» BRIEF
Format the items below as a two-column CSV with the header row item,answer, giving one row per item: the item's text in the first column and its answer in the second. Enclose each field in double quotes and replace any line breaks inside a field with spaces.

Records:

—————

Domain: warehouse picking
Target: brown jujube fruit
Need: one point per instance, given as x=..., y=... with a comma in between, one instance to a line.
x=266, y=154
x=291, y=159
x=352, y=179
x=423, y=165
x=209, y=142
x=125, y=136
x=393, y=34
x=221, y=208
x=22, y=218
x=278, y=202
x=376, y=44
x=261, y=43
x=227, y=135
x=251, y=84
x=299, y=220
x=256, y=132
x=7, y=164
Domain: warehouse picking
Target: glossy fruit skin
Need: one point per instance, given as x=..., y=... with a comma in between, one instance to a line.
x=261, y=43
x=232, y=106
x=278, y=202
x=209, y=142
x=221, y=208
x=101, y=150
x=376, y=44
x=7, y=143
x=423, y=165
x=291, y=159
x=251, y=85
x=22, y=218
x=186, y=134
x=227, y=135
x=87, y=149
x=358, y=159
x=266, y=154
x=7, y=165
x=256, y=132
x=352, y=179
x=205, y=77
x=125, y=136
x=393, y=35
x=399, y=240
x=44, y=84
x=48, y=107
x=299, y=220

—————

» FULL OUTPUT
item,answer
"Domain: warehouse picking Target: brown jujube fruit Need: one point per instance, given as x=..., y=... with a comma in between, one instance to a line.","x=266, y=154 x=291, y=159 x=352, y=179 x=423, y=165 x=209, y=142 x=125, y=136 x=393, y=34 x=221, y=208 x=22, y=218 x=278, y=202 x=376, y=44 x=261, y=43 x=227, y=135 x=251, y=84 x=299, y=220 x=256, y=132 x=7, y=164"
"Domain: warehouse picking Target: glossy fruit skin Need: one point per instance, given as x=..., y=... with a comma in between, one instance to a line.","x=261, y=43 x=232, y=106 x=278, y=202 x=209, y=142 x=221, y=208 x=101, y=150 x=376, y=44 x=7, y=143 x=423, y=165 x=291, y=159 x=251, y=85 x=22, y=218 x=186, y=134 x=227, y=135 x=87, y=149 x=358, y=159 x=266, y=154 x=7, y=165 x=256, y=132 x=352, y=179 x=205, y=77 x=125, y=136 x=393, y=35 x=399, y=240 x=44, y=84 x=48, y=107 x=299, y=220"